**TASK BRIEF**:
Without altering a word, return the records below, but exclude the pictures.

**INPUT MATERIAL**:
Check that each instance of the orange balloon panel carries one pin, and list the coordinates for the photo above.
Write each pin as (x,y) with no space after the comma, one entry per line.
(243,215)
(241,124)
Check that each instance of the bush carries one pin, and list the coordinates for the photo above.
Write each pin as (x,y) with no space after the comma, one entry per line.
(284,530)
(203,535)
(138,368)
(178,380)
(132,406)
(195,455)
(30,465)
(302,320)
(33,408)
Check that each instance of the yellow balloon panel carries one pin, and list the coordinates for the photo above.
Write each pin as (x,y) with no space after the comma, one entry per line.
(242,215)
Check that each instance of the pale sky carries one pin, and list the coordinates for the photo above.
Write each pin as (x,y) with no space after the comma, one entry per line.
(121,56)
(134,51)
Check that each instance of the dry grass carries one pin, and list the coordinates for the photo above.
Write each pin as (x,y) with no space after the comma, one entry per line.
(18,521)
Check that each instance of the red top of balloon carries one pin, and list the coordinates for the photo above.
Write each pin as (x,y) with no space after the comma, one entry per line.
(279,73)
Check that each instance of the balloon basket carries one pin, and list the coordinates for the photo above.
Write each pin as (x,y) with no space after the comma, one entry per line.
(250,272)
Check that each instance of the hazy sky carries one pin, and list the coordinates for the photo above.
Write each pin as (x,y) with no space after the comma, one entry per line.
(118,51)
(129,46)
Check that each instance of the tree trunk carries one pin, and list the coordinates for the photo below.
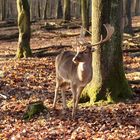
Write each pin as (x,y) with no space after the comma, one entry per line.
(24,29)
(66,13)
(3,5)
(85,15)
(128,26)
(39,10)
(59,11)
(45,10)
(109,82)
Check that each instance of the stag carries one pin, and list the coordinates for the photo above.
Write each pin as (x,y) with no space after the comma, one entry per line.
(75,68)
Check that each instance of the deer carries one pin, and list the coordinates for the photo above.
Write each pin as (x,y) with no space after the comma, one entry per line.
(75,68)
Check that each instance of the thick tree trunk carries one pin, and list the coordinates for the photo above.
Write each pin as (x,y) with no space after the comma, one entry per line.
(24,29)
(128,26)
(66,12)
(85,15)
(108,82)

**TASK ANSWER**:
Check that each instance of the orange balloon panel carries one pin, and list the coordinates for the photo above.
Write each pin as (x,y) with no space after the comma, one entry per line.
(243,215)
(241,124)
Check that each instance of the bush carries one pin, and list the coordinates for the photo above.
Write each pin as (x,y) with no space after the comma, one entry per line.
(284,530)
(203,535)
(138,368)
(178,380)
(132,406)
(195,455)
(30,465)
(302,320)
(33,408)
Check that each instance of the yellow balloon panel carries one pin, and list the coordinates for the photo above.
Write each pin as (x,y) with no space after the comma, one entry per line.
(242,215)
Check that each instance of the pale sky carries one pin, and list the coordinates for the photo above.
Write each pin as (x,y) with no space after the comma, one entry per line.
(121,56)
(134,51)
Check that each instance of the dry grass carries one pin, and list the coordinates for the photo above.
Write each pin as (x,y) with no space after the comma, one entry per line.
(18,521)
Check that each instance of the red top of balloon carries one pin, and list the coordinates for the photo above.
Write each pin as (x,y) with no space after the comma, one entry per line.
(279,73)
Check that each instance of the balloon basket carries one pin, and list the coordinates for the photo above.
Write each pin as (x,y) with no space after the comma, one entry per line.
(250,272)
Check that each instance of the hazy sky carries one pin, and list the coordinates for the photo above.
Write each pin as (x,y) with no space after the comma, one entry per line.
(118,51)
(129,46)
Check that each instance of the tree trunk carries one pin, and list the coordinates for the photo below.
Write each pin as (x,y) with no space after the comma, one entry per line.
(24,29)
(66,13)
(3,5)
(85,15)
(128,26)
(39,10)
(59,11)
(45,10)
(109,82)
Check that each instance of the stag carries one pin, and list the coordinates for the photo above.
Write each pin as (x,y) with no space after the comma, one entry per line.
(75,68)
Check that each instance of the deer carries one pin, and list the coordinates for the photo above.
Write each pin as (x,y) with no space after the comma, one entry per line.
(75,68)
Check that each instance of the thick tree trunk carries one pin, and list the coordinates for the photo above.
Write each pin as (x,y) with no space after the comma, one entry per line.
(24,29)
(128,26)
(66,12)
(85,15)
(108,82)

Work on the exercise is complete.